Exercise objective =>
Reproduce word for word the lines of the items below, beginning at the line that contains "Target: tree trunk" and stopping after the line that contains "[[[53,77],[52,68],[41,36],[6,0],[0,0],[0,77]]]". Leave the pictures out of your answer.

Entries =>
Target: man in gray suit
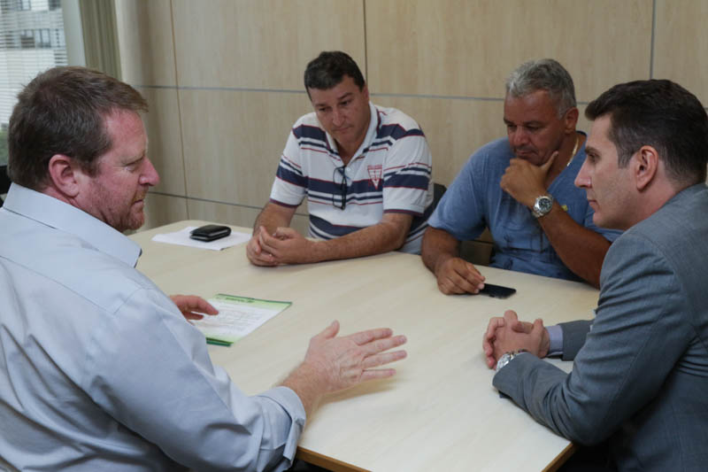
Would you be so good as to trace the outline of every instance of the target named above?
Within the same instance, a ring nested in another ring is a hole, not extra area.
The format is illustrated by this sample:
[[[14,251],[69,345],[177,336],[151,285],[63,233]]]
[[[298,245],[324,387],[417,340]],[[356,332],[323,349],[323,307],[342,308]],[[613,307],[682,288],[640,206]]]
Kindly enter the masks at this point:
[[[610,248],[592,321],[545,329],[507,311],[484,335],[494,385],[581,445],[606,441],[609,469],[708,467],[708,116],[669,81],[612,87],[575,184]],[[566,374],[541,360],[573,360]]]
* * *
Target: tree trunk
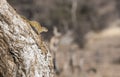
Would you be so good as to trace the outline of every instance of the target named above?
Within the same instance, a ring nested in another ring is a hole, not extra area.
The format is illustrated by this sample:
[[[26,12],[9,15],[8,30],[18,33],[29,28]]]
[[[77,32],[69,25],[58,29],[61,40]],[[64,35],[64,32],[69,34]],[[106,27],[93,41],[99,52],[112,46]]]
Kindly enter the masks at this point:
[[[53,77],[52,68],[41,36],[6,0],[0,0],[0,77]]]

Response =>
Target: tree trunk
Would you be so good as to trace the outline of every instance of the target named above?
Within the same instance, a ring nested in another ring is a hole, not extra area.
The format is illustrated by this sample:
[[[26,12],[9,15],[8,30],[18,33],[29,28]]]
[[[77,32],[69,25],[58,29],[61,40]],[[64,35],[64,32],[69,34]],[[106,27],[93,41],[99,52],[112,46]]]
Kindly enter the masks at this point:
[[[53,77],[52,68],[41,36],[6,0],[0,0],[0,77]]]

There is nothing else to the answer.